Your task: Report each line in the data below that contains the word "item". Case counts.

-- BEGIN --

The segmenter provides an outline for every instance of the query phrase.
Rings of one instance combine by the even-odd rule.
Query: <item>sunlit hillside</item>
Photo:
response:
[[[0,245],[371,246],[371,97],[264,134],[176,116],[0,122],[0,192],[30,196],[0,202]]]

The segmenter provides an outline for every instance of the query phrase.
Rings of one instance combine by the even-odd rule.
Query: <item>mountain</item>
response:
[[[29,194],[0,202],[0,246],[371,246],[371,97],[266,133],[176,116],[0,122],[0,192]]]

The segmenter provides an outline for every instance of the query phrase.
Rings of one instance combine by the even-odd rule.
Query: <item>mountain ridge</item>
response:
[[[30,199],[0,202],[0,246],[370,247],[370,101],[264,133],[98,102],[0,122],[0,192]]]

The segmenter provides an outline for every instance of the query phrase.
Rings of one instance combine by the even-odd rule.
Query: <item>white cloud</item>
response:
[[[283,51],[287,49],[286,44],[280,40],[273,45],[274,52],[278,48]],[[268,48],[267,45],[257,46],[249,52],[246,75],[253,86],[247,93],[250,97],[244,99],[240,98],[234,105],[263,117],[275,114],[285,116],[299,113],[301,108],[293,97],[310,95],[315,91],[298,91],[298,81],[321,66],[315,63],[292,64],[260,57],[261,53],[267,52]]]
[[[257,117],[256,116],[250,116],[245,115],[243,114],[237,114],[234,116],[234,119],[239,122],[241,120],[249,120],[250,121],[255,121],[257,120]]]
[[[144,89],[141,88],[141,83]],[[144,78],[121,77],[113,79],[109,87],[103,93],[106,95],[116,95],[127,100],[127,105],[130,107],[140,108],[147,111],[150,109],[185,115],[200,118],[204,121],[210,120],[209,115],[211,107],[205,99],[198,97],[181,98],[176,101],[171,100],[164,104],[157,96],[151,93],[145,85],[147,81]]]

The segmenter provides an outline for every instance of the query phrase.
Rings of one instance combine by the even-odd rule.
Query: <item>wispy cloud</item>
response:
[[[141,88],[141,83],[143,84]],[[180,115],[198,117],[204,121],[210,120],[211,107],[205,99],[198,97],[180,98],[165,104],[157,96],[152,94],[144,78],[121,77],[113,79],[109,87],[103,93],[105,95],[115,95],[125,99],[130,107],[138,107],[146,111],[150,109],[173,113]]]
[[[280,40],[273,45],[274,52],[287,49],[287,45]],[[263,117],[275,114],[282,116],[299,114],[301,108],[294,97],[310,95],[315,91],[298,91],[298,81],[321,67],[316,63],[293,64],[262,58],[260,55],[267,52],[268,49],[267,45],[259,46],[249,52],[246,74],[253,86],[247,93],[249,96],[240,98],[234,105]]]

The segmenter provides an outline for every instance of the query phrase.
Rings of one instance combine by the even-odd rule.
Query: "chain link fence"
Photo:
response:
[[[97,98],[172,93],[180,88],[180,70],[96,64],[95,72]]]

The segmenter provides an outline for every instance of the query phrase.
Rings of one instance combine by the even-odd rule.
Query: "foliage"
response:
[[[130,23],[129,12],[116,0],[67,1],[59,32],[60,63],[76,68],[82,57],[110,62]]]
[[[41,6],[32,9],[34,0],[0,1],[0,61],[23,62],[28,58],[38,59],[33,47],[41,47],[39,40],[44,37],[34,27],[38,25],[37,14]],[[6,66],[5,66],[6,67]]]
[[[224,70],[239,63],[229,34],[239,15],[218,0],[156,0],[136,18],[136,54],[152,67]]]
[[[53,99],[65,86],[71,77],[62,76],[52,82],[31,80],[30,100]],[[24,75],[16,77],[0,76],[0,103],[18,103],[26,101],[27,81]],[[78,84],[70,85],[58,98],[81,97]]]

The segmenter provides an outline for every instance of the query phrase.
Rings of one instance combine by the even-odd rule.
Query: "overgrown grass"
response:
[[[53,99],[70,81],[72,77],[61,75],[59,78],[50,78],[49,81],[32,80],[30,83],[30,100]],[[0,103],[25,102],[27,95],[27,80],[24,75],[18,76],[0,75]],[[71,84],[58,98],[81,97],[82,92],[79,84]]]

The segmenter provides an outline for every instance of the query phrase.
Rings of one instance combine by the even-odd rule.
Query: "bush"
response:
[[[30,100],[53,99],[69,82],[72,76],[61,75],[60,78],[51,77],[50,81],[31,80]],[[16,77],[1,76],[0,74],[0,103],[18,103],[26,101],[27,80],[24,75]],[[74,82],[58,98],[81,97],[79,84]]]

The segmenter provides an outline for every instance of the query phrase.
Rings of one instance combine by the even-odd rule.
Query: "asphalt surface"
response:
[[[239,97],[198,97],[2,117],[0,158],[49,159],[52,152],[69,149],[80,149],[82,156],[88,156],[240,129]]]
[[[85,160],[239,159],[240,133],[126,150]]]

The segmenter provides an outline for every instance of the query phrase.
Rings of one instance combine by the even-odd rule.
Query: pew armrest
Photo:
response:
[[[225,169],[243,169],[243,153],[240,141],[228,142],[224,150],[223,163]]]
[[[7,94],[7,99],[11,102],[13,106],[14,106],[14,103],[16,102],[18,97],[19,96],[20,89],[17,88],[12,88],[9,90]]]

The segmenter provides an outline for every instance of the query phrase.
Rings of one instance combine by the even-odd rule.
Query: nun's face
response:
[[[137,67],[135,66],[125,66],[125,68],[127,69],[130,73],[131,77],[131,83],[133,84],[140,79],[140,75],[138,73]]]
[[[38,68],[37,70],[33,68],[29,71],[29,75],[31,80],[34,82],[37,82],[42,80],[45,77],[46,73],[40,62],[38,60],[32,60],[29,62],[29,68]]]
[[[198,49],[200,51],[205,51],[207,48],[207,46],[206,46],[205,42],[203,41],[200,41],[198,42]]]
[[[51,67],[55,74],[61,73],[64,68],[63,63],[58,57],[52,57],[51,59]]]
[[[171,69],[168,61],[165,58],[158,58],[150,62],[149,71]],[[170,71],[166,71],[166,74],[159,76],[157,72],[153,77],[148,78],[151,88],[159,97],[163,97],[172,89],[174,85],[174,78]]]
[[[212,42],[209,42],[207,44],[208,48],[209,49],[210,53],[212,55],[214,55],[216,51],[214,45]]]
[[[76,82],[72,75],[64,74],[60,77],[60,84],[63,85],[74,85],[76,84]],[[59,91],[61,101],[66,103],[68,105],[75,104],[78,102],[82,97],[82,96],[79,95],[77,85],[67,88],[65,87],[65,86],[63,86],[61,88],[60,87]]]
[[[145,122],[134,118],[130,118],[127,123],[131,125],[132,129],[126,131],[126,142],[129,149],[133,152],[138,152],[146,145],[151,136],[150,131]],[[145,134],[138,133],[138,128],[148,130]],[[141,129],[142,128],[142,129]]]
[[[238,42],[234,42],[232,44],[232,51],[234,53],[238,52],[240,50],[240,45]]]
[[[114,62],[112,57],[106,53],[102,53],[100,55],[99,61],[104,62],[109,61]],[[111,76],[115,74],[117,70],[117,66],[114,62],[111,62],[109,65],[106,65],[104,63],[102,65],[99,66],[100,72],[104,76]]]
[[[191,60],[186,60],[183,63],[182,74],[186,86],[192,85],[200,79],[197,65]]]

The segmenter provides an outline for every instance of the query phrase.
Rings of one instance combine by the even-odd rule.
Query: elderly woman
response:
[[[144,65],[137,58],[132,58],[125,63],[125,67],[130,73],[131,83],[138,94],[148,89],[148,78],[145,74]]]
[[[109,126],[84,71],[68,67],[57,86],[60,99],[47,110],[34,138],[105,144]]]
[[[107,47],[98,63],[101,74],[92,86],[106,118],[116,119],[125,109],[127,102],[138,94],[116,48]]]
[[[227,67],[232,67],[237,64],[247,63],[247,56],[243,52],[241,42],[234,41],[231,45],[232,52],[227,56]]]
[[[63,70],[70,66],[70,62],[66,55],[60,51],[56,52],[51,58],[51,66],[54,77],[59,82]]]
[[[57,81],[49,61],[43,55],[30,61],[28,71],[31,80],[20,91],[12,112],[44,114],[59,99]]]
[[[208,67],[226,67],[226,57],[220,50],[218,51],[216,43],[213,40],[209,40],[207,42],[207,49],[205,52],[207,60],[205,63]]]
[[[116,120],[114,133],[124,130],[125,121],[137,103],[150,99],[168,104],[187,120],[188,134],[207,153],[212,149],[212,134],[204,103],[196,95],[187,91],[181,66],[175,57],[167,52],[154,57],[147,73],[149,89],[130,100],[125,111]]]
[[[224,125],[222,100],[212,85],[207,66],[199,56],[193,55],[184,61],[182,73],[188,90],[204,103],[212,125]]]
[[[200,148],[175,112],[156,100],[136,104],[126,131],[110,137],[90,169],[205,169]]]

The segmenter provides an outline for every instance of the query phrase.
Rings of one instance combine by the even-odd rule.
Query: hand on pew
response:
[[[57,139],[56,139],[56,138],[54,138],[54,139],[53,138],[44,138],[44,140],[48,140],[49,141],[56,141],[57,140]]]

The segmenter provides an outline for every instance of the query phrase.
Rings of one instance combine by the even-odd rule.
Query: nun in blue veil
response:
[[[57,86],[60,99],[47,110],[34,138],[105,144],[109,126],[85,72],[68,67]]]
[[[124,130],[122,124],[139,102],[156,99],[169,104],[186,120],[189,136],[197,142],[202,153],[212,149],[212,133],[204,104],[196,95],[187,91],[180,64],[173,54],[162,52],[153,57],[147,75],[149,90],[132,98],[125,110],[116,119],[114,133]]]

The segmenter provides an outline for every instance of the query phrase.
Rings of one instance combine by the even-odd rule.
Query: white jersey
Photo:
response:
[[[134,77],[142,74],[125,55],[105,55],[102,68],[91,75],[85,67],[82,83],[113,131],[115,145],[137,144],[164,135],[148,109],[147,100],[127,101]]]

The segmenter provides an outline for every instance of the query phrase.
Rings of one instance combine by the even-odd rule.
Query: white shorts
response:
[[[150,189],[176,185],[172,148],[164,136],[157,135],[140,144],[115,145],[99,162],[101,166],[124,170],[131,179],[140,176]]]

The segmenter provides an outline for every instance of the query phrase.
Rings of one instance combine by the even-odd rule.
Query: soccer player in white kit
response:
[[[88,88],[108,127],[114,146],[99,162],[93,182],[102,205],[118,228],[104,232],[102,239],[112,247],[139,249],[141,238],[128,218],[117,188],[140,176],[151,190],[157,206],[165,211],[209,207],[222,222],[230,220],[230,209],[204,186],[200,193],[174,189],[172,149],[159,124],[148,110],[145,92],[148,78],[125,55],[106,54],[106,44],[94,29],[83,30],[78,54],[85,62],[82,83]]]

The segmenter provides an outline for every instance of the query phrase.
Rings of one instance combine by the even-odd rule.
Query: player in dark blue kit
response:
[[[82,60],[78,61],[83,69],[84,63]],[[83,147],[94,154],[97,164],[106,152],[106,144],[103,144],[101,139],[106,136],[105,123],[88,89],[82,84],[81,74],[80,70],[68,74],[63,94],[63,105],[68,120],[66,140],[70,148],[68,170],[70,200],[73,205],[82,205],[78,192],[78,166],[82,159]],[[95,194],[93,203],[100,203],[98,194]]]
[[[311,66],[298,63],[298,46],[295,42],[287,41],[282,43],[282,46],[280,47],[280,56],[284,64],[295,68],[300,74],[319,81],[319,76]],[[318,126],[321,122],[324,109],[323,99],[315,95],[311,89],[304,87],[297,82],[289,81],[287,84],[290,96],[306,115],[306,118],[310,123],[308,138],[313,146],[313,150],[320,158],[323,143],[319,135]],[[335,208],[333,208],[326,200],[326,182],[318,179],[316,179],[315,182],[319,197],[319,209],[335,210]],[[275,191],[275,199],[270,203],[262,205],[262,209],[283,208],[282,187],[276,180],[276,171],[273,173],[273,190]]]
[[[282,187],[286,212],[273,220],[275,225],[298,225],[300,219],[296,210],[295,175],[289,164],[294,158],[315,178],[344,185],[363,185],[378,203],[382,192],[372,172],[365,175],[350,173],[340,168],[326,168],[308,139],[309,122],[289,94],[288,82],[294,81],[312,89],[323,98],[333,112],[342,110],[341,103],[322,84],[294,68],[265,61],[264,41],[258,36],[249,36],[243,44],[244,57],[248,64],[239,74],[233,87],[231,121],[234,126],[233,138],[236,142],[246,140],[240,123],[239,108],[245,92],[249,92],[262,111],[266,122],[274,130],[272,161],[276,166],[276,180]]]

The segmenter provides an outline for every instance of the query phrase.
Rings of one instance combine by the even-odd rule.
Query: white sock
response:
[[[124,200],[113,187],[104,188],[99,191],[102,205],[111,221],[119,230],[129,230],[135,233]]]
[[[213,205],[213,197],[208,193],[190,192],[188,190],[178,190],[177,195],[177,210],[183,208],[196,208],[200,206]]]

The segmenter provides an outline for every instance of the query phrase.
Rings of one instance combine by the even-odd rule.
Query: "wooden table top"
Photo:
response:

-- END --

Task result:
Query: <item>sunlit hillside</item>
Query: <item>mountain</item>
Query: <item>mountain ridge</item>
Query: <item>white cloud</item>
Query: <item>wispy cloud</item>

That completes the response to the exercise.